(Data provided)

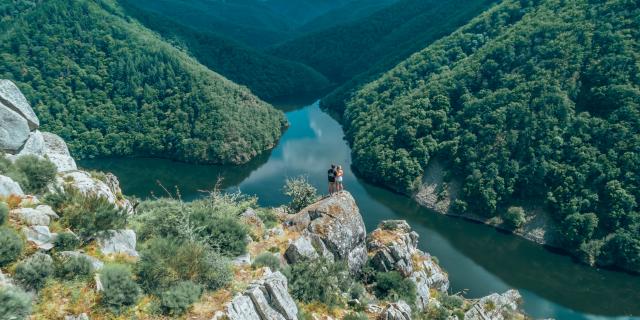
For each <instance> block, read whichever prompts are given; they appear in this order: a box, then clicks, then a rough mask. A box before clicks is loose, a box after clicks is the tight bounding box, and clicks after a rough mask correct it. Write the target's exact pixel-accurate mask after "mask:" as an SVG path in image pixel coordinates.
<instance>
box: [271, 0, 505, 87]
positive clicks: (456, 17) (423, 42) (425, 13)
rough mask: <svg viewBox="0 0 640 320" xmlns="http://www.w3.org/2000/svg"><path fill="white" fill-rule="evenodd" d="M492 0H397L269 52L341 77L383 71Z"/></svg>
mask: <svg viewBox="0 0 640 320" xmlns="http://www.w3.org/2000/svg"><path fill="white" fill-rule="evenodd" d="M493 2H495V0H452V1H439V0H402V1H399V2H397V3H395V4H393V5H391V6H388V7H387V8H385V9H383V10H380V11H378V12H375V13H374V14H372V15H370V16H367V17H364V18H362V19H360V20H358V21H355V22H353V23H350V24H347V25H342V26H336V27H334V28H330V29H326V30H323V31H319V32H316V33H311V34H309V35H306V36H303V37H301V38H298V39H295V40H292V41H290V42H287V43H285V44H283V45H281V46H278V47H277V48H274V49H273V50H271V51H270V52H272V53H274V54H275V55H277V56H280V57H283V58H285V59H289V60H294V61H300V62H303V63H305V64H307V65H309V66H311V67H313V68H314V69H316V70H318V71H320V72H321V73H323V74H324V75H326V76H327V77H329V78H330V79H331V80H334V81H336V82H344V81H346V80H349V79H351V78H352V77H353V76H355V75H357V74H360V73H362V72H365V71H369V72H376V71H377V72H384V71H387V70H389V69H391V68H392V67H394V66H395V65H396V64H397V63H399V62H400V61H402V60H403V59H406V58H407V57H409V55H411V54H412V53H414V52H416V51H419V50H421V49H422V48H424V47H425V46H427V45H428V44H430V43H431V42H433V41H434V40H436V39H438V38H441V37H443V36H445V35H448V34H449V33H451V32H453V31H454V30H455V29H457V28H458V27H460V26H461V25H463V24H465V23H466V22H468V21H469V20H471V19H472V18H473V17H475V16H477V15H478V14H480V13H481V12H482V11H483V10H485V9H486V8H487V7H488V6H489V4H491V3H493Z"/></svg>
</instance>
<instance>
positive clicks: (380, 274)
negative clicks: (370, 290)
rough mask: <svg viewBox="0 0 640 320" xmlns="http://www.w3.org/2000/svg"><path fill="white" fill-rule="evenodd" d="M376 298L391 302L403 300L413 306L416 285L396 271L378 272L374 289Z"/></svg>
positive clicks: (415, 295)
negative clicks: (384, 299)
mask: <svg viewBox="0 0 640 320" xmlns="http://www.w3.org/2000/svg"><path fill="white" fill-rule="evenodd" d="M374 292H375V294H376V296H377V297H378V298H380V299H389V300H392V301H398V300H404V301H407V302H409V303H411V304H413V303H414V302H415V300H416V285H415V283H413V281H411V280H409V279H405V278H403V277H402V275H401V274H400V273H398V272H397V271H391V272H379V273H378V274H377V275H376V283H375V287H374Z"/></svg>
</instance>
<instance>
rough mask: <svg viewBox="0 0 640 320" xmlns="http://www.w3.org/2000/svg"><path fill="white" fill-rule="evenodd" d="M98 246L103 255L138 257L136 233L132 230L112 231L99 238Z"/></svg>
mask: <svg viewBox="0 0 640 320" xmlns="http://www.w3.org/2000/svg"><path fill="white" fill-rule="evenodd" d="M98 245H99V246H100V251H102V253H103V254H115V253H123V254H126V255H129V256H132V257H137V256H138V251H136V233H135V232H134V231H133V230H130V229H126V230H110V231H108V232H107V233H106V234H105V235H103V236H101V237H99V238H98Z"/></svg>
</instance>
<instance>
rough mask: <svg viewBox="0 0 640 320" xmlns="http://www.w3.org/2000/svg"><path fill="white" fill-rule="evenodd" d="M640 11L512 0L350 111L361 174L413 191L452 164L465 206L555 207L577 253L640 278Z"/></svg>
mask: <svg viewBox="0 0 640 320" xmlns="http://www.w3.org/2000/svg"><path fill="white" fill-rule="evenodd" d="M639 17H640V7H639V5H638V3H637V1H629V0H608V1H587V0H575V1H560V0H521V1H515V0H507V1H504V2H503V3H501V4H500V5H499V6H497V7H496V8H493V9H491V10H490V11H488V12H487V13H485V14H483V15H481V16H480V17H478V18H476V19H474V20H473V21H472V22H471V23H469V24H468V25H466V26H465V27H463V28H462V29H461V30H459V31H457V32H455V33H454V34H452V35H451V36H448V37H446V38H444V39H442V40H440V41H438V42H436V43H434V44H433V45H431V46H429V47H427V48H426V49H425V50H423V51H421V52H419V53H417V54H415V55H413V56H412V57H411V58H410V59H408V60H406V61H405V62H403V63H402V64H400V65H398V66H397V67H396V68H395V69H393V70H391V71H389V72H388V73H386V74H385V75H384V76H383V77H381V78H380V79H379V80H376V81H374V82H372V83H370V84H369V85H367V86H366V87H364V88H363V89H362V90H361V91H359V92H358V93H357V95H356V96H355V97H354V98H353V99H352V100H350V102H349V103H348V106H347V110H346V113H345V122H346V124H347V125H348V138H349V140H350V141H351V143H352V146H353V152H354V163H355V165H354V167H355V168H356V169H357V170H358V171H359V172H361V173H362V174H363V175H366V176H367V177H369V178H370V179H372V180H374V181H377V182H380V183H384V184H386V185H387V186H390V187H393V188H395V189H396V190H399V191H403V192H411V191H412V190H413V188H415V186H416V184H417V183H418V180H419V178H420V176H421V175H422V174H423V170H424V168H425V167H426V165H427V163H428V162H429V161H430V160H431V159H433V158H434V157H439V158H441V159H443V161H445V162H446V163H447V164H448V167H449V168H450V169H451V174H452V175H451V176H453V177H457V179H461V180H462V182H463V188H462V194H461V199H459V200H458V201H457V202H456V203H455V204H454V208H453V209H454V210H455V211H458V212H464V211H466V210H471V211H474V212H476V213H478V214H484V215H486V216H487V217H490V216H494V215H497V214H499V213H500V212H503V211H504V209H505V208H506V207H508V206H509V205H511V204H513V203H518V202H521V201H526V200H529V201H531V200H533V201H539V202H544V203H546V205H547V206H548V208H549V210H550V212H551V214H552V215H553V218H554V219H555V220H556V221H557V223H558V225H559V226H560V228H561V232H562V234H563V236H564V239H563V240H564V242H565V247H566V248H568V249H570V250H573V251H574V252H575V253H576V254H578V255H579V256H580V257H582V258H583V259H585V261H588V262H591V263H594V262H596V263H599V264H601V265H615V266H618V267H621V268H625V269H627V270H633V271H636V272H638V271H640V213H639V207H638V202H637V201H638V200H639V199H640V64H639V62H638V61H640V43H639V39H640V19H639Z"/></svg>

(End Data provided)

Could you restate, word for word, the lines above from the one with "negative clicks: (370, 290)" to the one with "positive clicks: (415, 295)", both included?

negative clicks: (370, 290)
rough mask: <svg viewBox="0 0 640 320" xmlns="http://www.w3.org/2000/svg"><path fill="white" fill-rule="evenodd" d="M376 298L391 302L403 300L413 306L416 285L396 271L378 272L374 289Z"/></svg>
positive clicks: (415, 295)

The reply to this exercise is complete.